Chronique

Le temps des surplus

Le gouvernement péquiste de Pauline Marois a terminé son ménage préélectoral en annonçant hier la conclusion d’une entente d’approvisionnement énergétique à long terme avec Alcoa. Le producteur d’aluminium continuera de profiter de tarifs préférentiels pour une quinzaine d’années, soit le temps estimé qu’il faudra à Hydro-Québec pour écouler ses abondants surplus d’électricité.

Depuis que le gouvernement Marois a dévoilé sa politique économique, en octobre dernier, il était écrit dans le ciel qu’il était condamné à reconduire son entente d’approvisionnement en électricité à tarif préférentiel avec Alcoa, qui menaçait de fermer ses trois alumineries au Québec et de mettre un terme aux 3000 emplois qui s’y rattachent.

Dans sa politique économique, le gouvernement a décidé d’utiliser les surplus d’Hydro-Québec comme levier pour attirer de nouveaux investissements industriels en offrant aux entreprises énergivores des tarifs d’électricité préférentiels, inférieurs au tarif moyen exigé aux grandes entreprises.

Les nouveaux venus allaient donc pouvoir profiter des avantages tarifaires dont bénéficiaient les alumineries depuis une trentaine d’années alors que ces dernières seraient contraintes de payer, à partir de 2015, le tarif L, ce qui n’avait pas de sens dans le contexte actuel.

Un contexte radicalement modifié

On le sait, les alumineries ont profité durant une trentaine d’années d’ententes secrètes qui leur assuraient des tarifs d’électricité préférentiels modulés en fonction du prix mondial de la tonne d’aluminium.

Ces ententes ont été renégociées en 2008 lorsque le prix de la tonne d’aluminium a atteint un sommet historique à 3300 $US.

Le gouvernement libéral avait alors obtenu que les alumineries acceptent de se soumettre, à partir de 2015, au tarif L, soit le tarif moyen de 4,6 cents le kilowattheure que paient les grandes entreprises. Sur papier, il s’agissait d’une grande victoire.

Depuis 2008, beaucoup d’eau a coulé dans les barrages d’Hydro-Québec, et le contexte d’apparente opulence dans lequel semblaient évoluer les alumineries n’est plus du tout le même qu’il y a six ans.

Parallèlement, l’omnipotence d’Hydro-Québec a été considérablement réduite par un nouvel environnement tarifaire mondial nettement plus concurrentiel.

Non seulement la crise de 2008-2009 a-t-elle  fait totalement basculer la demande mondiale et les prix de la tonne d’aluminium, mais encore les coûts de production ont subi une importante pression à la baisse dans de nombreux pays où les prix de l’énergie sont devenus plus avantageux qu’au Québec.

De 3300 $US, le prix de la tonne d’aluminium est tombé jusqu’à 1200 $US pour se maintenir aujourd’hui aux alentours de 1850 $US.

De passer d’un prix de 2,8 cents le kilowattheure à 4,6 cents en 2015 aurait constitué un choc tarifaire trop violent pour Alcoa, m’expliquait hier Martin Brière, PDG d’Alcoa Canada Groupe Produits primaires, qui accueille avec soulagement le dénouement des négociations.

TRAVAIL À FAIRE:
Veuillez extraire de la chronique sur les surplus d’Hydro-Québec le passage qui va de « Parallèlement, l’omnipotence d’Hydro-Québec » à « nettement plus concurrentiel. », sans rien y changer. Fiez-vous uniquement à la chronique.

DONNÉES FOURNIES:

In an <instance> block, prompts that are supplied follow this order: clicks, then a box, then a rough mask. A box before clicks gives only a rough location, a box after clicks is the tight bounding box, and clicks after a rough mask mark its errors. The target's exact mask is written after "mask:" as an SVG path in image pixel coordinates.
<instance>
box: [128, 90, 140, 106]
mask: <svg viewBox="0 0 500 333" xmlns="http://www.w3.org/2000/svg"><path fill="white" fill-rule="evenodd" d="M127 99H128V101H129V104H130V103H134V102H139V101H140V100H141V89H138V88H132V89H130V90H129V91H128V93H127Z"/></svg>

RÉPONSE ATTENDUE:
Parallèlement, l’omnipotence d’Hydro-Québec a été considérablement réduite par un nouvel environnement tarifaire mondial nettement plus concurrentiel.